Task statement: Switch each "jetty" to "pier" in the stretch from the line containing "Where can the ocean" through the end of the data, then write out those lines again with nothing else changed.

[Object point labels]
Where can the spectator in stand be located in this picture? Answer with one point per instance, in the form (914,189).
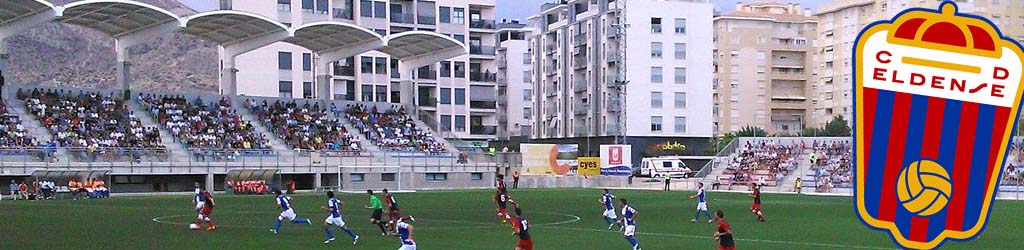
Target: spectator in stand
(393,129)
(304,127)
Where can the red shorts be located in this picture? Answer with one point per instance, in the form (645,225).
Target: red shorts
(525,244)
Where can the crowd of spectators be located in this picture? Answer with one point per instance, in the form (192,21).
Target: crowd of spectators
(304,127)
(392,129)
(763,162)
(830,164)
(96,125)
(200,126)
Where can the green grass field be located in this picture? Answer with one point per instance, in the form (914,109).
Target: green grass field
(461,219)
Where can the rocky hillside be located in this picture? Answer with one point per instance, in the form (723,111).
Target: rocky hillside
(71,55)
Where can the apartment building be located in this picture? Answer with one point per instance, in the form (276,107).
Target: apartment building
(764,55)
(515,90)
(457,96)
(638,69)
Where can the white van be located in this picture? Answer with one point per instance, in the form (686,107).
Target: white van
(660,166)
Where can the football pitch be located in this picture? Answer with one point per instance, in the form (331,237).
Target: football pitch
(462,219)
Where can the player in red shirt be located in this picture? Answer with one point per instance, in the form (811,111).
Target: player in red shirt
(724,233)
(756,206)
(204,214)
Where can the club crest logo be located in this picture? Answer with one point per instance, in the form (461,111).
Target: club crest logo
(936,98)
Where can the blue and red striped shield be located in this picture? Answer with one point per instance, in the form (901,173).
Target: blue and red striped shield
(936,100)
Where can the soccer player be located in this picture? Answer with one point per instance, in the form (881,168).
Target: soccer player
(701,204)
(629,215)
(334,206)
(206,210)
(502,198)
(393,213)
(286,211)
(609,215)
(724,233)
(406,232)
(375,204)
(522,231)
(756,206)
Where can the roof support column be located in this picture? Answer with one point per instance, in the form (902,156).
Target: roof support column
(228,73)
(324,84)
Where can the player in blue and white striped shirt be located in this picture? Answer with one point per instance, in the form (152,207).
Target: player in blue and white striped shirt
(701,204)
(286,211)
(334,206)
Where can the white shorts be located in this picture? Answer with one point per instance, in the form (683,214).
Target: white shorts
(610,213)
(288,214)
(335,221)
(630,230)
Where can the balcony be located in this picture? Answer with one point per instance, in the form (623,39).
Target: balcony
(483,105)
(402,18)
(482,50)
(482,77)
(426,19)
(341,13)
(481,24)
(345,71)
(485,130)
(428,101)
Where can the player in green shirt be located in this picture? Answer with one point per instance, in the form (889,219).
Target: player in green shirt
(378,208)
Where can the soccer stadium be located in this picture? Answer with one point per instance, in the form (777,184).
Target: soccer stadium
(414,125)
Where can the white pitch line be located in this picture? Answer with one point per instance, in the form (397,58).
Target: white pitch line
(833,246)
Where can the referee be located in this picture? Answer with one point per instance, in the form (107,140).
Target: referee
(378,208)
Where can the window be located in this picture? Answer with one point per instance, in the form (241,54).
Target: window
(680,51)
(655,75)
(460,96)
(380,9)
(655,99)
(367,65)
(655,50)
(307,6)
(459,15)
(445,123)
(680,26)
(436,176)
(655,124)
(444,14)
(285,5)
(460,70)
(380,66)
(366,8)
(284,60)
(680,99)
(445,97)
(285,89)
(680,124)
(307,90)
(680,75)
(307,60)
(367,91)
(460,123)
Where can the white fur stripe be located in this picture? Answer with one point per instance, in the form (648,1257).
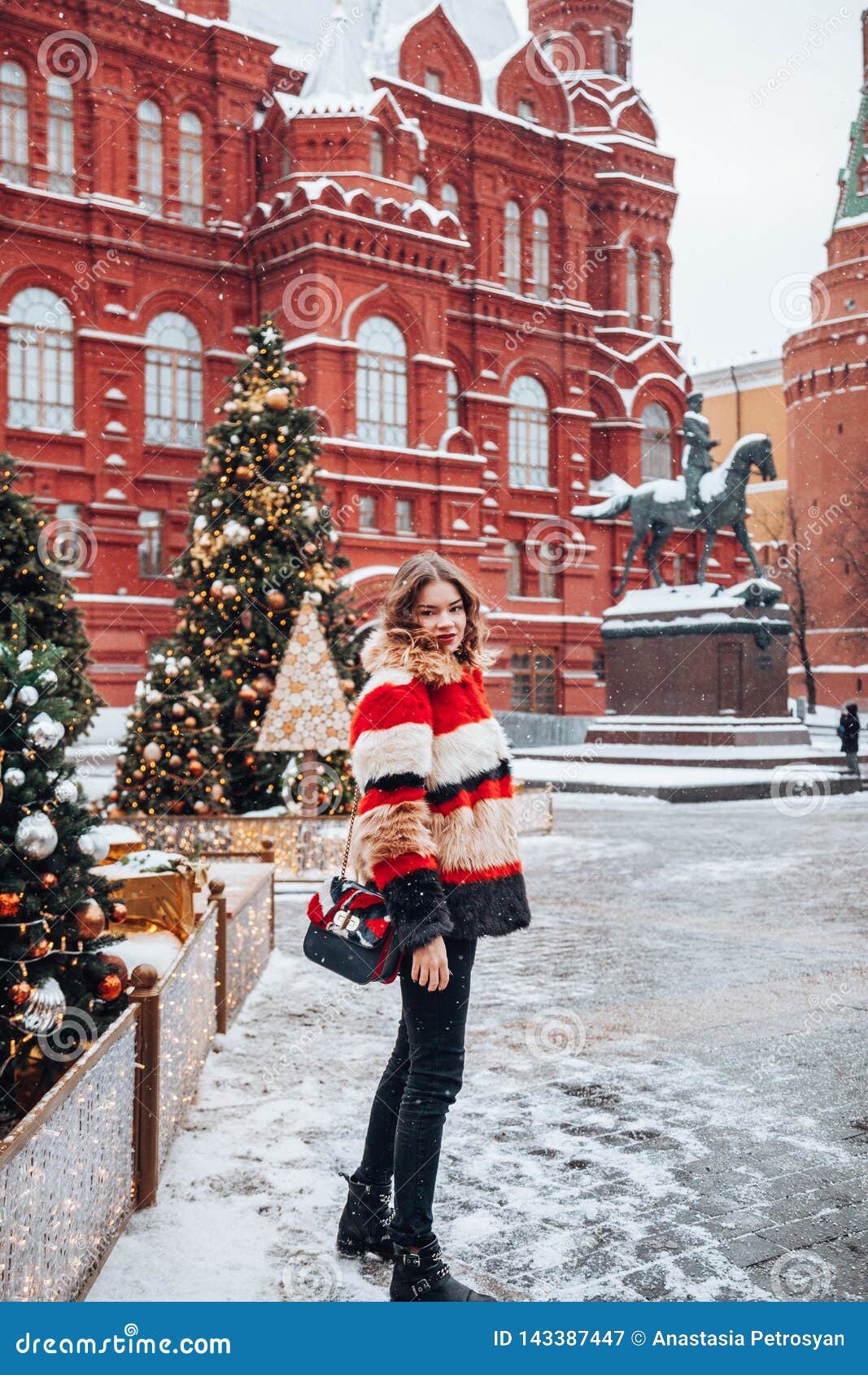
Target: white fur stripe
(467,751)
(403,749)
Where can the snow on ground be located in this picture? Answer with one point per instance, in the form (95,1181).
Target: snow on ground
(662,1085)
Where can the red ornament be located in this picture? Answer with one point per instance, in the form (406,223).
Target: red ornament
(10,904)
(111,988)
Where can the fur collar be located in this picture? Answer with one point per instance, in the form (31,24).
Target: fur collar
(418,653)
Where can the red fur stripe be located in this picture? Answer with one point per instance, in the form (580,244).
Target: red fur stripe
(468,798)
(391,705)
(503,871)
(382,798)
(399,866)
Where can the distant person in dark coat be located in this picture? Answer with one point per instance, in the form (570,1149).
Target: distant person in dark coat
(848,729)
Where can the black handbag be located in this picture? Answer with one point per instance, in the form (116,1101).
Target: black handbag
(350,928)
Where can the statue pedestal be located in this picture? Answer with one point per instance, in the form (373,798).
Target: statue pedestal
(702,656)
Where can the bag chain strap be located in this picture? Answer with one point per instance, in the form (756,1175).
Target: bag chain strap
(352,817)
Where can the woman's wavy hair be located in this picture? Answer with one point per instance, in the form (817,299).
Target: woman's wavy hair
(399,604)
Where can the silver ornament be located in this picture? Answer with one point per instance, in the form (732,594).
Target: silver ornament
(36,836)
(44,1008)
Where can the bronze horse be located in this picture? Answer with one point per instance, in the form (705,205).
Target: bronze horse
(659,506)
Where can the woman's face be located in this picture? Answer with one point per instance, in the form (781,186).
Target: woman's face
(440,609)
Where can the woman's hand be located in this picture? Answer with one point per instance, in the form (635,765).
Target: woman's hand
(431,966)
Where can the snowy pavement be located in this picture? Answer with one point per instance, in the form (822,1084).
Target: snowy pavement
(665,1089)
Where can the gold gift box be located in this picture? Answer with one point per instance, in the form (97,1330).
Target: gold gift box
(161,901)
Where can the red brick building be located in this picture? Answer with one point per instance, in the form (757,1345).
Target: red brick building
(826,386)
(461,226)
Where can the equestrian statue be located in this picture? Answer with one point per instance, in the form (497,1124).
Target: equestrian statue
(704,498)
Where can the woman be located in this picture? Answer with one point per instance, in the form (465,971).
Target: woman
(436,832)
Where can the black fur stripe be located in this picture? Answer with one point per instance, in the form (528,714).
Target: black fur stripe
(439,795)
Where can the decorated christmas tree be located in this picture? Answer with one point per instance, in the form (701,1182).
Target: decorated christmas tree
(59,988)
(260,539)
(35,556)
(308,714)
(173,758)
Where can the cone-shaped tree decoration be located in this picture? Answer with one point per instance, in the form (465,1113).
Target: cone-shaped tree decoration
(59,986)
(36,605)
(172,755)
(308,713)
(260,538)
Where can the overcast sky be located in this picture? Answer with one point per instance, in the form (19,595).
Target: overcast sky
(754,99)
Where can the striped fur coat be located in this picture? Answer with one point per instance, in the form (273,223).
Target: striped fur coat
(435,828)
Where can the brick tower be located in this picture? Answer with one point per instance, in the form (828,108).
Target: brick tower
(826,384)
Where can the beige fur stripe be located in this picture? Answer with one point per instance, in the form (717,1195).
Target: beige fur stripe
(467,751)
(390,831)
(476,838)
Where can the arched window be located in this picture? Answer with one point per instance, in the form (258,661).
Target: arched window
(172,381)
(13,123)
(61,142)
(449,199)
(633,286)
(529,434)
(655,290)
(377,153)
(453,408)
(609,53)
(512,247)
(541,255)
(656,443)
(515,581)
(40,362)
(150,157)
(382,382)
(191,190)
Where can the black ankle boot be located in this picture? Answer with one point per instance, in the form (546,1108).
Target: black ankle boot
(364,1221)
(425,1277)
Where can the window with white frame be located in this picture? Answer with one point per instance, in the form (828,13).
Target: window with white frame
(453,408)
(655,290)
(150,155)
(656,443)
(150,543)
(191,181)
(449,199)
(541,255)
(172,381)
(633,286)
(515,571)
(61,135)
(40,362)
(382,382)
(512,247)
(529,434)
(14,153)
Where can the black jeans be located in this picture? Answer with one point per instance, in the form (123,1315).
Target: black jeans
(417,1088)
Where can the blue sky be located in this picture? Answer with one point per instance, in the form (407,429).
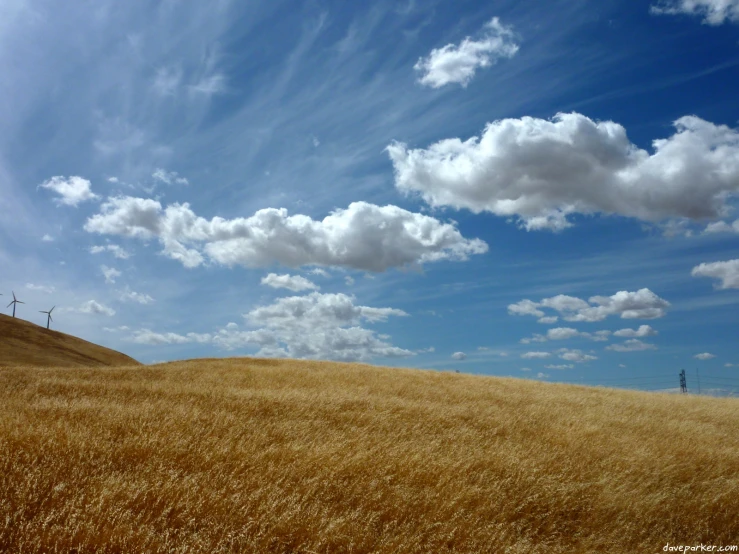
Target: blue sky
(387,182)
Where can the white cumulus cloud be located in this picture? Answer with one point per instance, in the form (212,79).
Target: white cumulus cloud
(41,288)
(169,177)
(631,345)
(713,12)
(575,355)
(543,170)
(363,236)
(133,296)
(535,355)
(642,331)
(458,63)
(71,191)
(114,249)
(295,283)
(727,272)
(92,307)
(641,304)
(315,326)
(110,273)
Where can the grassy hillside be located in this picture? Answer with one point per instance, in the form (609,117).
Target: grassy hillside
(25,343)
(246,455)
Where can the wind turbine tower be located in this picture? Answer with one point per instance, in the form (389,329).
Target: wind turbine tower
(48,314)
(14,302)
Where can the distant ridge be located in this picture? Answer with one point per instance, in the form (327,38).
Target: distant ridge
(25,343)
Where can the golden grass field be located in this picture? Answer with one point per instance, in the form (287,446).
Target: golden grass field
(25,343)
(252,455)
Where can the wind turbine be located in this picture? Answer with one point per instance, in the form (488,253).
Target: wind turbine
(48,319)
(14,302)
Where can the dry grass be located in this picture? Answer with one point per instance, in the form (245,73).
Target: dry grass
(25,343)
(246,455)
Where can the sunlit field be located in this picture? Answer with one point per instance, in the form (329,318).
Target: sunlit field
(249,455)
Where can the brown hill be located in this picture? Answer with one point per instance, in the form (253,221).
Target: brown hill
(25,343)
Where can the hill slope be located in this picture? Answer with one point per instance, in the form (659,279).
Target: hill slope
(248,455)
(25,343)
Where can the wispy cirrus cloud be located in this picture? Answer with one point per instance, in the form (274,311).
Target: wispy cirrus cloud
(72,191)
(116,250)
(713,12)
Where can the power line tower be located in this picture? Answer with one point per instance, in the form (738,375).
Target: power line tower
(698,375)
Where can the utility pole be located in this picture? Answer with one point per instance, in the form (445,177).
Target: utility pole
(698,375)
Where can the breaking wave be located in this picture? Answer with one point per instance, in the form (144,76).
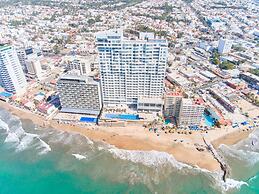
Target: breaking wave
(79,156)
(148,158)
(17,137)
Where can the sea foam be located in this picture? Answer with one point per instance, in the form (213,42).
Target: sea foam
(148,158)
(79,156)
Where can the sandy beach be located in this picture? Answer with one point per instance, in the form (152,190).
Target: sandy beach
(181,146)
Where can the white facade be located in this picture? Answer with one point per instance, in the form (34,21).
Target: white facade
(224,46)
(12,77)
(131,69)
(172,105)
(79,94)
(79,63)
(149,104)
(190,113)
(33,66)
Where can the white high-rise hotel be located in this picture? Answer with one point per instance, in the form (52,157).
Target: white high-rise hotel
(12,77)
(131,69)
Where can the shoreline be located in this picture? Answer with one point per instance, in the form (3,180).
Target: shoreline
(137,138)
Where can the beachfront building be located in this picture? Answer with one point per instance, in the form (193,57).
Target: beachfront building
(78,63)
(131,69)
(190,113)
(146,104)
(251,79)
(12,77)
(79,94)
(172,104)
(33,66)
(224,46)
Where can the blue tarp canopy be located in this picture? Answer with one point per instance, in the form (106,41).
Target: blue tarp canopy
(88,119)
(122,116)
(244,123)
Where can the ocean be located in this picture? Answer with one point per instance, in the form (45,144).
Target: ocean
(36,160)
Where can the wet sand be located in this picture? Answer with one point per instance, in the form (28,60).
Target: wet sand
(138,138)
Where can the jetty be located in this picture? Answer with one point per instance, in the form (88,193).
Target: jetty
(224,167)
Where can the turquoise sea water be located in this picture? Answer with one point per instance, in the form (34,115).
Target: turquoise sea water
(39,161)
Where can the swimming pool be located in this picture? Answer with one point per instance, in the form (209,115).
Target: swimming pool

Task output:
Where can the ocean be located in this picture? Answer with one point per instance, in the form (45,144).
Target: ocean
(36,160)
Where can the wet sand be located in this picture? Answer with one point per instance, in the form (28,60).
Target: wet sand
(138,138)
Where can the pier be located in this picture? Answer with one point per instance, in the form (88,193).
Target: pier
(224,167)
Where can the turquoise sea water be located in this picture? Answer with one point per instance, in the form (34,115).
Target: turquoise sea water
(39,161)
Where can the swimming pool be located in this picture? Answer with one point per instance, in the form (209,115).
Target: swimming pool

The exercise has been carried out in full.